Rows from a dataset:
───
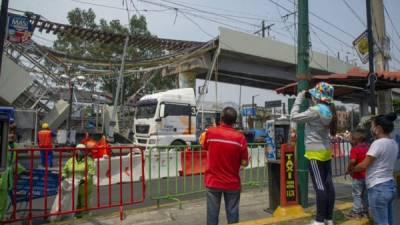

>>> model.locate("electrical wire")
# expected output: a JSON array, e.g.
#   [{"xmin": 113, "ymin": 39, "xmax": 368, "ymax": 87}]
[
  {"xmin": 180, "ymin": 12, "xmax": 215, "ymax": 38},
  {"xmin": 156, "ymin": 0, "xmax": 265, "ymax": 21},
  {"xmin": 139, "ymin": 0, "xmax": 252, "ymax": 33},
  {"xmin": 278, "ymin": 0, "xmax": 356, "ymax": 39},
  {"xmin": 71, "ymin": 0, "xmax": 170, "ymax": 12},
  {"xmin": 310, "ymin": 27, "xmax": 336, "ymax": 55},
  {"xmin": 342, "ymin": 0, "xmax": 367, "ymax": 27}
]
───
**TASK BRIEF:** Copy the records above word for word, leaving out the pictures.

**ANSWER TO THE TASK:**
>>> model.locate("electrical wire")
# expected output: a JSON array, e.g.
#   [{"xmin": 113, "ymin": 39, "xmax": 368, "ymax": 87}]
[
  {"xmin": 180, "ymin": 12, "xmax": 215, "ymax": 38},
  {"xmin": 156, "ymin": 0, "xmax": 265, "ymax": 21},
  {"xmin": 139, "ymin": 0, "xmax": 252, "ymax": 33},
  {"xmin": 278, "ymin": 0, "xmax": 356, "ymax": 39},
  {"xmin": 71, "ymin": 0, "xmax": 170, "ymax": 12},
  {"xmin": 310, "ymin": 27, "xmax": 336, "ymax": 55},
  {"xmin": 342, "ymin": 0, "xmax": 367, "ymax": 27}
]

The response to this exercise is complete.